### Action item A
List every number that appears in the article about the Martha's Vineyard Hospital solar panels.
### Action item B
Resume the article about the Martha's Vineyard Hospital solar panels, continuing after its final sentence.

### Provided passage
━━━━━━━━━━━━━━━━━━━━━━━━━━━━━━

Foundations for the new Martha’s Vineyard Hospital won’t be poured until spring, but already the hospital has big plans for the rooftops.
This week the hospital received notice from the Massachusetts Technology Collaborative, the state’s development agency for renewable energy and the innovation economy, that the hospital will receive a $198,000 design and construction grant for solar electric panels atop the new building.
The $370,000 project calls for 200 photovoltaic panels on south-facing roof surfaces of the new hospital, with a peak generative capacity of about 44 kilowatts. When completed, it will be the largest solar electric installation in Island history.
In a prepared statement this week Tim Walsh, hospital president and chief executive officer, said the hospital plans to seek a silver rating for its new building from the Leadership in Energy and Environmental Design (LEED) program of the U.S. Green Building Council. If the effort is successful, the Island hospital will be one of just a handful of hospitals in the United States to receive this high level of certification for earth-friendly design and construction.

━━━━━━━━━━━━━━━━━━━━━━━━━━━━━━

### Extracted records
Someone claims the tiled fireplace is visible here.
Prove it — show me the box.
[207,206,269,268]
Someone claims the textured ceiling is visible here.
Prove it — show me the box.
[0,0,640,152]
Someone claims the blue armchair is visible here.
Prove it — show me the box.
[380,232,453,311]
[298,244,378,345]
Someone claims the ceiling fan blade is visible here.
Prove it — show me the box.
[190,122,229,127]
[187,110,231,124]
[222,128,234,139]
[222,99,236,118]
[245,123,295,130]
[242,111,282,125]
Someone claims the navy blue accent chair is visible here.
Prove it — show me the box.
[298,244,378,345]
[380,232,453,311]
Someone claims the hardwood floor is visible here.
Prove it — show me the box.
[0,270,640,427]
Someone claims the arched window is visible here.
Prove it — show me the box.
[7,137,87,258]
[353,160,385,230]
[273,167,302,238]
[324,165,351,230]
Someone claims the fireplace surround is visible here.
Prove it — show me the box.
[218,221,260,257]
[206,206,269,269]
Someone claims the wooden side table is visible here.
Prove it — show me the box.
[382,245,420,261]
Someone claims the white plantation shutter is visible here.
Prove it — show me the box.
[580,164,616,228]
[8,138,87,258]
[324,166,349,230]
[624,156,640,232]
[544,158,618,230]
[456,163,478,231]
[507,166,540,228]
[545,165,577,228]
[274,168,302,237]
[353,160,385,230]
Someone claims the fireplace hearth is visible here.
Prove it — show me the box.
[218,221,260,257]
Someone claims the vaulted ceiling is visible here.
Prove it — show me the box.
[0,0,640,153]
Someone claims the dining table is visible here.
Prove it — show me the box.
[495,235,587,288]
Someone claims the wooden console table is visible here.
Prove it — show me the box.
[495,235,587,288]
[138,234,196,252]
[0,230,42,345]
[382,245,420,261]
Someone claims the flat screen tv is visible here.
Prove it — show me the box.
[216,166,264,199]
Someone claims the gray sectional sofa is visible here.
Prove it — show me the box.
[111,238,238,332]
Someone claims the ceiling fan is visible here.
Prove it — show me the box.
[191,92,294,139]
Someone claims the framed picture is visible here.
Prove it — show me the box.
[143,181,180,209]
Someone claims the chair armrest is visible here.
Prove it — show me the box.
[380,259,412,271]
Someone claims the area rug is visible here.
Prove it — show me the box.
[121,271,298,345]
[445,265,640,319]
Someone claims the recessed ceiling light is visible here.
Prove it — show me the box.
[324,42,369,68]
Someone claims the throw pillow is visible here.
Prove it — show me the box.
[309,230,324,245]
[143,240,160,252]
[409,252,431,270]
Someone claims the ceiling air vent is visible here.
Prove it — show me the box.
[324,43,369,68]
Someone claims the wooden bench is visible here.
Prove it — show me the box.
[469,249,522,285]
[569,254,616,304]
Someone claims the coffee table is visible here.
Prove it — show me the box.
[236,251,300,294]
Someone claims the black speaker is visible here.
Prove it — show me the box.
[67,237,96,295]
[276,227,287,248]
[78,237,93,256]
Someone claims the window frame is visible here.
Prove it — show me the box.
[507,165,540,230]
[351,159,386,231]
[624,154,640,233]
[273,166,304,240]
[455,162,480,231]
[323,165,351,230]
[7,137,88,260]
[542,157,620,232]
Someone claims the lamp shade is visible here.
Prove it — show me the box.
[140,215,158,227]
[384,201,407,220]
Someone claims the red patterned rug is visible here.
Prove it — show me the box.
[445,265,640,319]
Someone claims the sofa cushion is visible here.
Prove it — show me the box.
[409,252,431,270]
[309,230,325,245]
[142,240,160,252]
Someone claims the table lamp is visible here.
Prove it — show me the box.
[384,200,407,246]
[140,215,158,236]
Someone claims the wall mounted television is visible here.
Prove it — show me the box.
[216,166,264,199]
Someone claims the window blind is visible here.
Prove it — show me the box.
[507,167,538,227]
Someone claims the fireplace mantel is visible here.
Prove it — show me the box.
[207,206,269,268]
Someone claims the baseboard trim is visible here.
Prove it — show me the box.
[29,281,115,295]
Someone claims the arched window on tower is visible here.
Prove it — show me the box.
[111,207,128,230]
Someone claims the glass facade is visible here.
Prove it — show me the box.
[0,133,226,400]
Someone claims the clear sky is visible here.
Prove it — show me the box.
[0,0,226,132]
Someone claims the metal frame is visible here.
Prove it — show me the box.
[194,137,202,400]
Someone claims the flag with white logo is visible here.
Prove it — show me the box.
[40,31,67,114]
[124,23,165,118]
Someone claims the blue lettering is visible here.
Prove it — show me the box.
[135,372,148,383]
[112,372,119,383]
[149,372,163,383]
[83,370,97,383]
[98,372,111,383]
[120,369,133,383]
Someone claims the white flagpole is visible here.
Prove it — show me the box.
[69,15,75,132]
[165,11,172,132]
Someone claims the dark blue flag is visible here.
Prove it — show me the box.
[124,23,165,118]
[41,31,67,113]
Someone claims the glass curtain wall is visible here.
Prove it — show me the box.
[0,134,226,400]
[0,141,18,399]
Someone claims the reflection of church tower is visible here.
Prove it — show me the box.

━━━━━━━━━━━━━━━━━━━━━━━━━━━━━━

### Answer area A
- $198,000
- $370,000
- 200
- 44 kilowatts

### Answer area B
“During our capital campaign for funds to construct the new hospital, we heard clearly from the Island community that our supporters wanted a high-performance, environmentally responsible facility,” Mr. Walsh said in the statement.
The new hospital is slated for completion late in 2009. Designers and builders have been incorporating green practices throughout the project. When trees had to be removed for a new entrance drive, they were dug up and replanted rather than chopped down. To recharge rainwater into the ground, a system of leaching basins is being built. And during the construction process, more than 75 per cent of all building waste is being recycled.
“We’re convinced that a greener building is a healthier building — for our staff, our patients and ultimately our community,” Mr. Walsh said.